● Record excerpts:
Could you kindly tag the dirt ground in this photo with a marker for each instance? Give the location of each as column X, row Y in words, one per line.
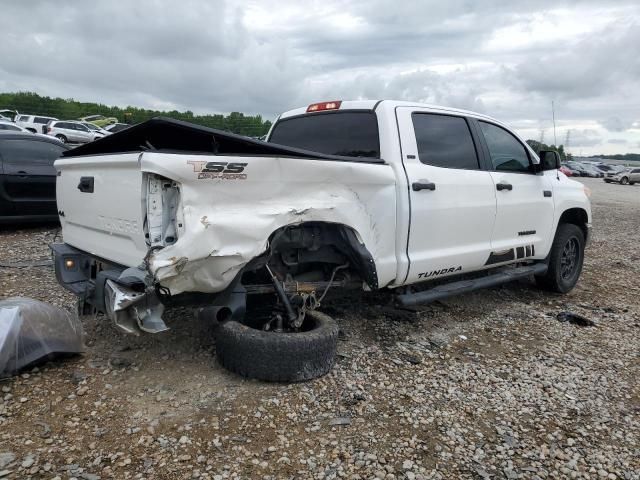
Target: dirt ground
column 488, row 385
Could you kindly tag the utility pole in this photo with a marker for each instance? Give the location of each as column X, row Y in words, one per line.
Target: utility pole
column 553, row 114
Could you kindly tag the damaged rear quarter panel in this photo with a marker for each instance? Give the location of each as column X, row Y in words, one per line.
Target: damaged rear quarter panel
column 227, row 222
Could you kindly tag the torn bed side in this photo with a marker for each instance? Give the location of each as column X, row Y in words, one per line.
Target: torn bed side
column 226, row 221
column 194, row 221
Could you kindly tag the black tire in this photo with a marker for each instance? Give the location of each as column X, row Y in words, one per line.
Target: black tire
column 564, row 272
column 279, row 357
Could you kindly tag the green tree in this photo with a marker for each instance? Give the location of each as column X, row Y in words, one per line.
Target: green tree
column 67, row 109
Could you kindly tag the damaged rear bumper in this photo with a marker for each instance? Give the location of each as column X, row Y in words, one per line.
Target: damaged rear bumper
column 128, row 296
column 121, row 293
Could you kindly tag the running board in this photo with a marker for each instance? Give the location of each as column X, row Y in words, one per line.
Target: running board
column 464, row 286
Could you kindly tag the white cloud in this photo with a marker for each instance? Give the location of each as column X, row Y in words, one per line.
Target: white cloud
column 505, row 58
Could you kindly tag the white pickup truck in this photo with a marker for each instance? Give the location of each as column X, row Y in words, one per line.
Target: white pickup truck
column 343, row 194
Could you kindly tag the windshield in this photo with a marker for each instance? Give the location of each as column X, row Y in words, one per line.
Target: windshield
column 344, row 133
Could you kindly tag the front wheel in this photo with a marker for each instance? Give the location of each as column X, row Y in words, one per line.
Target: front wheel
column 565, row 260
column 279, row 356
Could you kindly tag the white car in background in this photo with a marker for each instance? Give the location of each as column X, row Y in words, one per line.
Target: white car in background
column 116, row 127
column 95, row 128
column 33, row 123
column 8, row 126
column 72, row 131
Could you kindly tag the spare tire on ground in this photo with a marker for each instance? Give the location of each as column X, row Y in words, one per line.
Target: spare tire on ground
column 279, row 356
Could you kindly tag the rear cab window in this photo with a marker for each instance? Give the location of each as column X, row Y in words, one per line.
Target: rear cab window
column 444, row 141
column 506, row 151
column 348, row 133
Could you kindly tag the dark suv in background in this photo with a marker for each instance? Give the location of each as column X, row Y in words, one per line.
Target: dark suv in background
column 27, row 177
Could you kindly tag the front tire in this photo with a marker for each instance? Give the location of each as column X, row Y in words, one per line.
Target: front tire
column 565, row 260
column 279, row 357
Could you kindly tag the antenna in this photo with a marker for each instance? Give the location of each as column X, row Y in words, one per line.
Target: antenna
column 553, row 114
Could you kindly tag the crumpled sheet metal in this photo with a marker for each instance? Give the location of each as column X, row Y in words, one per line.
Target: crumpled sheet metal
column 228, row 222
column 32, row 331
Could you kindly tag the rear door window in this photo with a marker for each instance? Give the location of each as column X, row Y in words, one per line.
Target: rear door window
column 344, row 133
column 444, row 141
column 507, row 153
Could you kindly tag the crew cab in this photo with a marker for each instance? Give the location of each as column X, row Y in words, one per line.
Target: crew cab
column 343, row 194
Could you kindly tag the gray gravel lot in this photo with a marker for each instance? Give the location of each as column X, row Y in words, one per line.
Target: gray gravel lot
column 488, row 385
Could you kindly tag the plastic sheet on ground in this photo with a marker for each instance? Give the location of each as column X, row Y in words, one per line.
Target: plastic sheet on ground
column 32, row 331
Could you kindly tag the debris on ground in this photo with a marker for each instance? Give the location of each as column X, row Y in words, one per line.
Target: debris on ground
column 575, row 319
column 32, row 331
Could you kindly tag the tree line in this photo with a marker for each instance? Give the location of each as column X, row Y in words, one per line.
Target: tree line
column 68, row 109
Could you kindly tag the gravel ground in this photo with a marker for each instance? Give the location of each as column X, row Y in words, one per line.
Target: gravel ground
column 488, row 385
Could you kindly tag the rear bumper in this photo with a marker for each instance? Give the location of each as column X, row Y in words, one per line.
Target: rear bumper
column 126, row 295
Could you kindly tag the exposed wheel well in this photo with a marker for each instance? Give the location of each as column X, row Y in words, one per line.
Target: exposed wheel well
column 576, row 216
column 310, row 251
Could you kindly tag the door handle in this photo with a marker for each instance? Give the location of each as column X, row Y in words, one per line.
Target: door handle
column 423, row 185
column 86, row 184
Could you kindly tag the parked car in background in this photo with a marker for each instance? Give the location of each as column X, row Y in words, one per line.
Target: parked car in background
column 588, row 170
column 578, row 168
column 8, row 115
column 71, row 131
column 592, row 171
column 99, row 120
column 33, row 123
column 116, row 127
column 94, row 128
column 27, row 176
column 9, row 126
column 628, row 176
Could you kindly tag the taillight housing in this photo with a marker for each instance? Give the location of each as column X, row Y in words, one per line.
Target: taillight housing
column 318, row 107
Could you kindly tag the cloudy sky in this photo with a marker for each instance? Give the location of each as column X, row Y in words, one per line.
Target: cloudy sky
column 505, row 58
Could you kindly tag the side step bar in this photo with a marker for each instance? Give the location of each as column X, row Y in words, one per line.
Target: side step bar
column 464, row 286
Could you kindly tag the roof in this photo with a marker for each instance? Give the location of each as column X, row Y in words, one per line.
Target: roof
column 375, row 104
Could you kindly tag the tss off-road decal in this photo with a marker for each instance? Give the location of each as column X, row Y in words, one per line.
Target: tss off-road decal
column 223, row 170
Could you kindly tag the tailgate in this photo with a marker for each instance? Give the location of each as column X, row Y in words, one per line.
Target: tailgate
column 100, row 200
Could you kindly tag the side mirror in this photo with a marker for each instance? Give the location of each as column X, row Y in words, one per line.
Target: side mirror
column 549, row 160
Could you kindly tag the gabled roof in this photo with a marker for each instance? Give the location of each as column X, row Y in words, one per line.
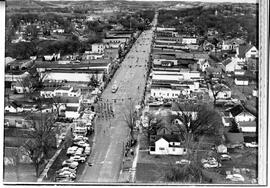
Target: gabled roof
column 236, row 110
column 227, row 61
column 243, row 49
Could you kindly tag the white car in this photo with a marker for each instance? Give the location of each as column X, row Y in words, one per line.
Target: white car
column 68, row 174
column 225, row 157
column 79, row 151
column 211, row 165
column 251, row 145
column 235, row 177
column 183, row 162
column 78, row 158
column 72, row 150
column 70, row 163
column 87, row 150
column 66, row 169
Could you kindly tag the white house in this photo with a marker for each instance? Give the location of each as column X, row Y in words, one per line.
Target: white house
column 243, row 52
column 168, row 145
column 230, row 65
column 203, row 64
column 98, row 47
column 248, row 127
column 189, row 40
column 241, row 81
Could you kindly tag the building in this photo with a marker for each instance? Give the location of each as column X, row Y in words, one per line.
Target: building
column 79, row 72
column 230, row 65
column 241, row 81
column 167, row 145
column 243, row 52
column 98, row 48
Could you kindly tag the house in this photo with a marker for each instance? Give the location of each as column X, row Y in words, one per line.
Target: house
column 231, row 44
column 98, row 48
column 168, row 145
column 248, row 127
column 230, row 65
column 240, row 114
column 203, row 64
column 72, row 112
column 241, row 81
column 13, row 107
column 79, row 72
column 111, row 53
column 20, row 64
column 221, row 148
column 243, row 52
column 223, row 91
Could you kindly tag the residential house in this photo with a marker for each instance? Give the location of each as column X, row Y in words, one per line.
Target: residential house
column 13, row 107
column 98, row 48
column 223, row 91
column 203, row 64
column 230, row 65
column 243, row 52
column 168, row 145
column 79, row 72
column 111, row 53
column 241, row 81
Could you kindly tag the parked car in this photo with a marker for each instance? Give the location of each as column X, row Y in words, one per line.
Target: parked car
column 87, row 150
column 68, row 174
column 66, row 169
column 81, row 143
column 183, row 162
column 78, row 158
column 251, row 145
column 72, row 150
column 235, row 177
column 69, row 162
column 225, row 157
column 211, row 165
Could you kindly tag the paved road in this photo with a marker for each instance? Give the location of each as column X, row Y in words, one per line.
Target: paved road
column 112, row 134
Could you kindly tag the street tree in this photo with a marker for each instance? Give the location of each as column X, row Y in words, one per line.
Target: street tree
column 41, row 139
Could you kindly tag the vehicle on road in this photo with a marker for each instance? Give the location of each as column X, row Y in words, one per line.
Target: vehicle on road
column 66, row 169
column 183, row 162
column 235, row 177
column 251, row 145
column 225, row 157
column 70, row 163
column 87, row 150
column 72, row 150
column 114, row 88
column 78, row 158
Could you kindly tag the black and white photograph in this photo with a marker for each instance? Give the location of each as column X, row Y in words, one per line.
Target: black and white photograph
column 134, row 92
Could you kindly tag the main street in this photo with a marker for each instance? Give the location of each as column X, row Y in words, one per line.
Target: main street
column 111, row 134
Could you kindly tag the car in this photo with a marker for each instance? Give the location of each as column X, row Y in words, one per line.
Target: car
column 78, row 158
column 79, row 151
column 69, row 162
column 251, row 145
column 87, row 150
column 81, row 143
column 62, row 136
column 225, row 157
column 235, row 177
column 211, row 165
column 66, row 169
column 183, row 162
column 72, row 150
column 68, row 174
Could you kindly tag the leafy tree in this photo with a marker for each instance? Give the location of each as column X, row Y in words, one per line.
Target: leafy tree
column 42, row 140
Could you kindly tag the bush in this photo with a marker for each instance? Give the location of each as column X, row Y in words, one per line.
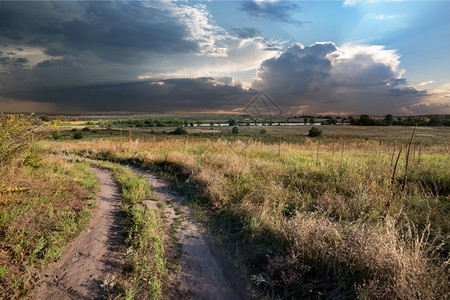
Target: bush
column 44, row 118
column 55, row 134
column 315, row 132
column 179, row 131
column 77, row 135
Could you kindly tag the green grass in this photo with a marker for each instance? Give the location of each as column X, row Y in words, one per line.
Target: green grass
column 146, row 267
column 36, row 225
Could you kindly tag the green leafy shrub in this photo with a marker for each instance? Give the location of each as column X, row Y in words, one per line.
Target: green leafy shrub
column 315, row 132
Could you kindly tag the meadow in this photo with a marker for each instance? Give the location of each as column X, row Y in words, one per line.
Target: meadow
column 358, row 213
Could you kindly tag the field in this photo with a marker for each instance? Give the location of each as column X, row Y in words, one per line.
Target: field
column 359, row 212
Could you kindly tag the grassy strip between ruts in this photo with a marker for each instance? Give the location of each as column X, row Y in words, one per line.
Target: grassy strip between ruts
column 54, row 206
column 146, row 267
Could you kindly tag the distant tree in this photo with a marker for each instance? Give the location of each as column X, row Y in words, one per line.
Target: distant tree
column 435, row 121
column 388, row 119
column 315, row 132
column 232, row 122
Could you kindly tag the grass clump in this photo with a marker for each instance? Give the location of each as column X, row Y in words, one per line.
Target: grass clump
column 317, row 219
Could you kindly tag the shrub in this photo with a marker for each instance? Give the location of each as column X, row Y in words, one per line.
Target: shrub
column 77, row 135
column 315, row 132
column 179, row 131
column 55, row 134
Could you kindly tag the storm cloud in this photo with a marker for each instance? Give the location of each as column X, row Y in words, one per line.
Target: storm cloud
column 324, row 78
column 172, row 56
column 273, row 10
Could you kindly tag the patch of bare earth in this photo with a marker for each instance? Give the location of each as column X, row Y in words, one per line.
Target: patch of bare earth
column 206, row 271
column 92, row 258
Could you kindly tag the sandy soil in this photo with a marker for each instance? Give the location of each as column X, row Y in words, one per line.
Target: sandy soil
column 206, row 272
column 89, row 262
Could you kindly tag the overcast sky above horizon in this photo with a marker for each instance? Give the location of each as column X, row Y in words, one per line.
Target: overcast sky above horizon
column 314, row 57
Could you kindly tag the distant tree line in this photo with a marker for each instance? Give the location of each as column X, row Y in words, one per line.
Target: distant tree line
column 366, row 120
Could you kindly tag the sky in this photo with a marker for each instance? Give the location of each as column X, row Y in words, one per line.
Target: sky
column 310, row 57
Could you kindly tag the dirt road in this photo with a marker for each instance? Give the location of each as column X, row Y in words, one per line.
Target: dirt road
column 91, row 259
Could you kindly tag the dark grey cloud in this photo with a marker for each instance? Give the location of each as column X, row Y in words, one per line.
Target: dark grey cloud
column 247, row 32
column 277, row 11
column 181, row 94
column 324, row 78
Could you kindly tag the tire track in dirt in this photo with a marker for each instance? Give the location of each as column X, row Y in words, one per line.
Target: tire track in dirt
column 92, row 258
column 205, row 272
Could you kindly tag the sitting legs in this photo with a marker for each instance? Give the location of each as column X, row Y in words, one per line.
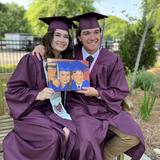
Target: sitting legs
column 118, row 144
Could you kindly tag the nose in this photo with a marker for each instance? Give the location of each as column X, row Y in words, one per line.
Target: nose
column 92, row 36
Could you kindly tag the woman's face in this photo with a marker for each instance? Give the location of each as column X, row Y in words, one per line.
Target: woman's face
column 60, row 41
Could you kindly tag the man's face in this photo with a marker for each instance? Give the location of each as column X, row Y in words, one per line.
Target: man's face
column 64, row 77
column 90, row 39
column 78, row 77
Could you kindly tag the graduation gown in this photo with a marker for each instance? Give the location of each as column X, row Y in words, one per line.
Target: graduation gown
column 94, row 115
column 38, row 132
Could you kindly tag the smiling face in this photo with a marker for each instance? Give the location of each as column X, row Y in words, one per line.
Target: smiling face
column 60, row 41
column 90, row 39
column 64, row 77
column 78, row 77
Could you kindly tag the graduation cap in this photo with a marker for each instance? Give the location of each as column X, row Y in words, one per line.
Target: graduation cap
column 88, row 20
column 78, row 66
column 59, row 22
column 64, row 66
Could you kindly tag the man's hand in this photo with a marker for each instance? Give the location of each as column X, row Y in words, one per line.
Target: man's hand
column 39, row 51
column 89, row 91
column 46, row 93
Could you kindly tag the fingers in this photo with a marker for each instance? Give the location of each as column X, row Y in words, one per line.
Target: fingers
column 39, row 51
column 66, row 133
column 46, row 93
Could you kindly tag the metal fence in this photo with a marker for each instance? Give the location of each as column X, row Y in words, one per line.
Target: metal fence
column 10, row 54
column 12, row 51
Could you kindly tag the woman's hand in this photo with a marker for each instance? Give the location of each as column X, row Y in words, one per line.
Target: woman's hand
column 46, row 93
column 66, row 133
column 89, row 91
column 39, row 51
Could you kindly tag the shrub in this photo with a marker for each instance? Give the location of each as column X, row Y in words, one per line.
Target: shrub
column 147, row 104
column 145, row 80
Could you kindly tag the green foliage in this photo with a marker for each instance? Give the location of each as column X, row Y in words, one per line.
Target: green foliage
column 55, row 7
column 148, row 5
column 147, row 104
column 3, row 82
column 145, row 80
column 12, row 19
column 115, row 28
column 129, row 47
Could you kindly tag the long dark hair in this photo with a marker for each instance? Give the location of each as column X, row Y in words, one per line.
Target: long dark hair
column 47, row 41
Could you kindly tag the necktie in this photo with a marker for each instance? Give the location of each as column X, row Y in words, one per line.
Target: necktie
column 90, row 60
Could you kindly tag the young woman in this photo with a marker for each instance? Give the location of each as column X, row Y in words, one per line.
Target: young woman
column 39, row 131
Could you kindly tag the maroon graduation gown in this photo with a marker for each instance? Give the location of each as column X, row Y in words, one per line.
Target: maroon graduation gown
column 92, row 116
column 37, row 133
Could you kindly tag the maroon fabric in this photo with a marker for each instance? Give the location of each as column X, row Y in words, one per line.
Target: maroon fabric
column 93, row 115
column 38, row 132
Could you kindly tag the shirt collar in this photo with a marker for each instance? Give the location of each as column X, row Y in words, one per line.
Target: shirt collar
column 86, row 54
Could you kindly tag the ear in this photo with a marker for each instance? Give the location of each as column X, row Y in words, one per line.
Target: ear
column 79, row 38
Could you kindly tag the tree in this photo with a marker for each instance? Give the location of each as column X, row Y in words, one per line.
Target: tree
column 148, row 21
column 55, row 7
column 12, row 19
column 129, row 47
column 115, row 28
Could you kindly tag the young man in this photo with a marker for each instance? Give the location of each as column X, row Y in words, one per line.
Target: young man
column 78, row 80
column 97, row 110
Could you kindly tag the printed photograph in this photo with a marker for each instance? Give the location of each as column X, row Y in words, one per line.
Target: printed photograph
column 67, row 75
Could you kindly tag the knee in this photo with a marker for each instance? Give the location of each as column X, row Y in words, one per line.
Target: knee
column 131, row 140
column 54, row 137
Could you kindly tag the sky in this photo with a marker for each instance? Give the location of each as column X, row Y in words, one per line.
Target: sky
column 108, row 7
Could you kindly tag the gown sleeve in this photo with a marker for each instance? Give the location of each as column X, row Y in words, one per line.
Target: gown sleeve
column 117, row 87
column 21, row 88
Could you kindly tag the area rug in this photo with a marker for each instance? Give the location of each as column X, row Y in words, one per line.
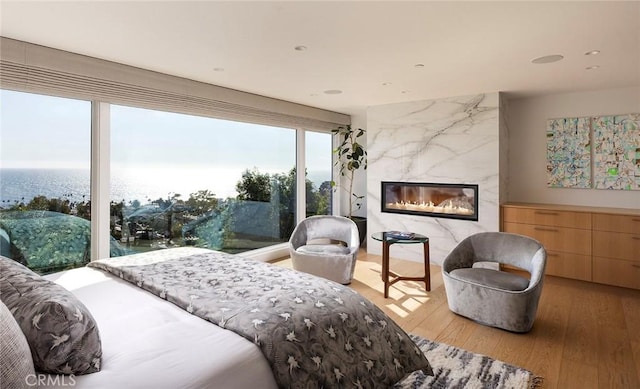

● Exercise objective:
Set down again, exactly, every line above from the one with "Target: side mirror" down to the one with "Could you kindly tag the white house", both ends included. No pictures, and nothing else.

● Result for this exercise:
Target: side mirror
column 549, row 160
Could you kindly tag the gabled roof in this photo with a marker for each instance? Give the location of each as column X, row Y in words, one per line.
Target: gabled roof
column 236, row 110
column 227, row 61
column 243, row 49
Could you kindly tag the white car in this photo with a marker for each instance? Give the location of each as column X, row Y in words, one per line.
Target: white car
column 68, row 174
column 225, row 157
column 79, row 151
column 211, row 165
column 251, row 145
column 235, row 177
column 183, row 162
column 78, row 158
column 72, row 150
column 70, row 163
column 87, row 150
column 66, row 169
Could you kindly tag the white house in this photo with a marker for each instance? Give the location of each as column X, row Y in words, one per line.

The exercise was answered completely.